_Written problem:_ Reproduce every one of the entries below word for word, leaving out the pictures.

Point placement records:

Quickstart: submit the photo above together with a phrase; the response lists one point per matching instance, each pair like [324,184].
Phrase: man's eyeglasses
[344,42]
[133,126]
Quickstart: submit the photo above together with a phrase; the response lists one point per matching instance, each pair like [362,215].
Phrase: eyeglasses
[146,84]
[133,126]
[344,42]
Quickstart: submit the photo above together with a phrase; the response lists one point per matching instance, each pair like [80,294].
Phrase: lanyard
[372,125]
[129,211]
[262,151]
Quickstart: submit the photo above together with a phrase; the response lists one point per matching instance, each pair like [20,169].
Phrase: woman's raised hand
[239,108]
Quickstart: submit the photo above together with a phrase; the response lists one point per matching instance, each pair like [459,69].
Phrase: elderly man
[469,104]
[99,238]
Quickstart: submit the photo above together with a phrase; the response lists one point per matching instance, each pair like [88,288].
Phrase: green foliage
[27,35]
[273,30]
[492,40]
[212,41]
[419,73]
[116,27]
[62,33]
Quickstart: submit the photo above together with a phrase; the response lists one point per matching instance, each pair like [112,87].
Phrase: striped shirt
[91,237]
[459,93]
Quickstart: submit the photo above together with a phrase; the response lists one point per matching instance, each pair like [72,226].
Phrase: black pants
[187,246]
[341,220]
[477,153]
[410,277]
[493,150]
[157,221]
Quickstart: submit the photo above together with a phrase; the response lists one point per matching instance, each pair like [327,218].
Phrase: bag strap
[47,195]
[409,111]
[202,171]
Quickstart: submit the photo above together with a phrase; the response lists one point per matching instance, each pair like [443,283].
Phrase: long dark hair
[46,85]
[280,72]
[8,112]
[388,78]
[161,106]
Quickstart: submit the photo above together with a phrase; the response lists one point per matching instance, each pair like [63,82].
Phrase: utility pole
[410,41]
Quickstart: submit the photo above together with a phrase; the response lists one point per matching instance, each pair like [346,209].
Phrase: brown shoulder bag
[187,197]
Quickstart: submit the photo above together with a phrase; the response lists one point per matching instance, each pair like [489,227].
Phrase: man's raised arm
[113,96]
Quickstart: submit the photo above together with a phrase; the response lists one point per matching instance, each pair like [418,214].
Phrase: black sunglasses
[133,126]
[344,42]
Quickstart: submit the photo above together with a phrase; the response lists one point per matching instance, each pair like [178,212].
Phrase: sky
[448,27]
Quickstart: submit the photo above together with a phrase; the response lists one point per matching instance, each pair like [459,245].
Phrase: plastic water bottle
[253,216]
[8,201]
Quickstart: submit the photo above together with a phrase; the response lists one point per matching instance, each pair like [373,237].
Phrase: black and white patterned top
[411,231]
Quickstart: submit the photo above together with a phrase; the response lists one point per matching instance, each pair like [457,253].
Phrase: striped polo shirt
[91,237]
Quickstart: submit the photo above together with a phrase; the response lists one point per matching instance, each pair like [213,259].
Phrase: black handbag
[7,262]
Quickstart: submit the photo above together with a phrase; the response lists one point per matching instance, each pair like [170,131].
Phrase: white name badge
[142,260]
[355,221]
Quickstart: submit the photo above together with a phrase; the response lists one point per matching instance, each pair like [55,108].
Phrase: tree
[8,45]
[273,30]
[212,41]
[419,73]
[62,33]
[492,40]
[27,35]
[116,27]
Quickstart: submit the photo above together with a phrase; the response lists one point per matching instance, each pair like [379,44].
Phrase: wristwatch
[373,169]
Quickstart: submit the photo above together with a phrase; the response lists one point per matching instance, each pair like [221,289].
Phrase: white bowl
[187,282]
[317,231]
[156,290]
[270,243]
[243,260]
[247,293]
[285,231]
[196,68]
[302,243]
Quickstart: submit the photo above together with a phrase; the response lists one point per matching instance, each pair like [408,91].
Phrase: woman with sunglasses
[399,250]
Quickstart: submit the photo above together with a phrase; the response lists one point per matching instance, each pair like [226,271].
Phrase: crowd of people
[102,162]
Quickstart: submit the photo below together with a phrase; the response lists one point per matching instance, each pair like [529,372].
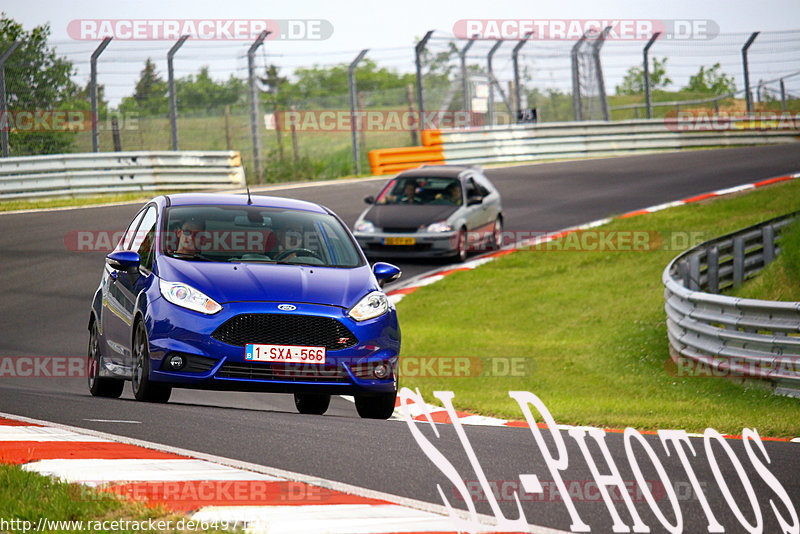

_Exercise response:_
Quickstart: submit the photo above together with a phrase; the response lists one point per matching instance, each pair like [324,184].
Phrase: man's eyeglasses
[344,42]
[133,126]
Quickstart: submit the photo above together with a phrase; the response lists one point per matching instance, each pair like [362,215].
Phrase: eyeglasses
[146,84]
[133,126]
[344,42]
Quickstart: submit the photo above together with a phrase; the response lists one point per matching instance, each pair like [80,294].
Phrase: lanyard
[372,125]
[129,211]
[262,151]
Quickstart: submit the photo above together with a phrase; the response lists one point per matching instance, each pair like [20,169].
Phrase: woman's raised hand
[239,108]
Quickstart: submit the photo above together with a phrase; the response lists one point per matching instance, each pair like [459,69].
Phrase: elderly man
[469,104]
[99,238]
Quickstart: submit the photo above together with a phrase; the response lists one point per matching instance, each pair like [88,288].
Phrase: green foliage
[27,35]
[273,30]
[492,40]
[212,41]
[419,73]
[116,27]
[62,33]
Quickstart: submit the photo above together with a phrase; the response lists one point per matching instance, each pair like [112,87].
Phrase: striped shirt
[91,237]
[459,93]
Quickstart: submit the photo above together with a phrase; the response lists one point per matching instance, each pair like [72,226].
Phrase: black pants
[187,246]
[341,220]
[477,153]
[410,277]
[493,150]
[157,221]
Quickstart: submit the photo above together with a phrase; the response lists one point per matching instance, each pair like [327,218].
Phrase: bag strap
[47,195]
[409,111]
[202,171]
Quickstart: submit the photo above together with a phrase; the response lists one point per matching instance, each pair like [443,283].
Phrase: long dark hair
[46,85]
[280,72]
[8,112]
[388,78]
[161,106]
Quickstart: submit the photo above together with a phrase; the response lists one point per matching instance, each pair like [63,82].
Phrase: utility pole
[410,41]
Quickstart: submit the photo above together with a phrase; the response lists one point per matching instance, each pair like [346,209].
Phrase: brown shoulder bag
[187,197]
Quickstart: submit the photo above together with a phrase; the response lists one point per matching instance, each pair like [489,227].
Phrase: man's raised arm
[113,96]
Quickstart: submit the photo above together with a phrase; the response lists one point per matching instance, each pair like [418,214].
Phrase: black sunglasses
[133,126]
[344,42]
Quickstart: submit the photo above together with a phrase; the response lists one point per matching instance, each pair like [178,212].
Phrase: sky
[448,27]
Quickstart: submit the photo above together with a phrase; the response lists one point per matching instance, each pair like [459,245].
Phrase: plastic water bottle
[253,216]
[8,201]
Quickstart: submit the photo above together with a phrase; the response lists one point per matching instance, each pair like [373,237].
Phrase: black and white patterned top
[411,231]
Quickstart: submit the photo above together with a phrase; the response lists one point per matching instance, each pair like [457,253].
Phrase: striped polo shirt
[91,237]
Quickstart: submit the photo above together with a phrase; the response lists one point per matching instance, each pair like [213,259].
Phrase: black handbag
[7,262]
Quickstart: submit the photo above together with a phrase; the response lists one point per matching instance, each pair like [170,131].
Phrase: white name badge
[142,260]
[355,221]
Quickstart: submit the photo above together with a phrase; the response lists one point per matching instance, each pair like [55,108].
Phrase: tree
[8,45]
[273,30]
[212,41]
[419,73]
[62,33]
[492,40]
[27,35]
[116,27]
Quickstart: submit the photo above together with a phrase; the response lists one point per matching instance, each pair like [379,44].
Phrase: wristwatch
[373,169]
Quickstart: submit the photo above together with a phrase; the response lists one point per matching instance, each pair like [221,289].
Phrase: white bowl
[187,282]
[317,231]
[156,290]
[270,243]
[243,260]
[247,293]
[285,231]
[196,68]
[302,243]
Quickstart: submit the photo above together with a phrase; the response lists one point per matching instance, each pair like [408,91].
Phrase: woman with sunglasses
[399,250]
Quickstart: submit the photo above together with a phrase; the response lists one point per matching instance, each pair like [226,271].
Phrase: crowd of people
[102,162]
Quickstart: submit the photo below together with a phrase; the response lists one point per matching instance, each pair like [529,372].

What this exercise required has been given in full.